--- BEGIN DATASET ROWS ---
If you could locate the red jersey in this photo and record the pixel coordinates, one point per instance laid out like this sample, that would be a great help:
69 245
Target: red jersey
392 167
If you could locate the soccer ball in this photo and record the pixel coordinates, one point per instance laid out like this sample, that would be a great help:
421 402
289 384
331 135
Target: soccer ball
--- END DATASET ROWS ---
[DIRECTIONS] Can you rewrite all of the entries above, requests included, scaling every pixel coordinate in the answers by 0.35 and rounding each result to a whole number, with halves rounded up? Leave the numbers in the requests and their format samples as they are.

[WRITTEN ANSWER]
If you could locate the red jersey in this photo and record the pixel coordinates, one point per instance laid out like this sample, that would be a great help:
69 245
Target: red jersey
137 58
If you could locate the soccer ball in this photo and record the pixel coordinates, one point per instance laid out like this sample, that would be a great help:
421 402
289 384
331 135
Target: soccer ball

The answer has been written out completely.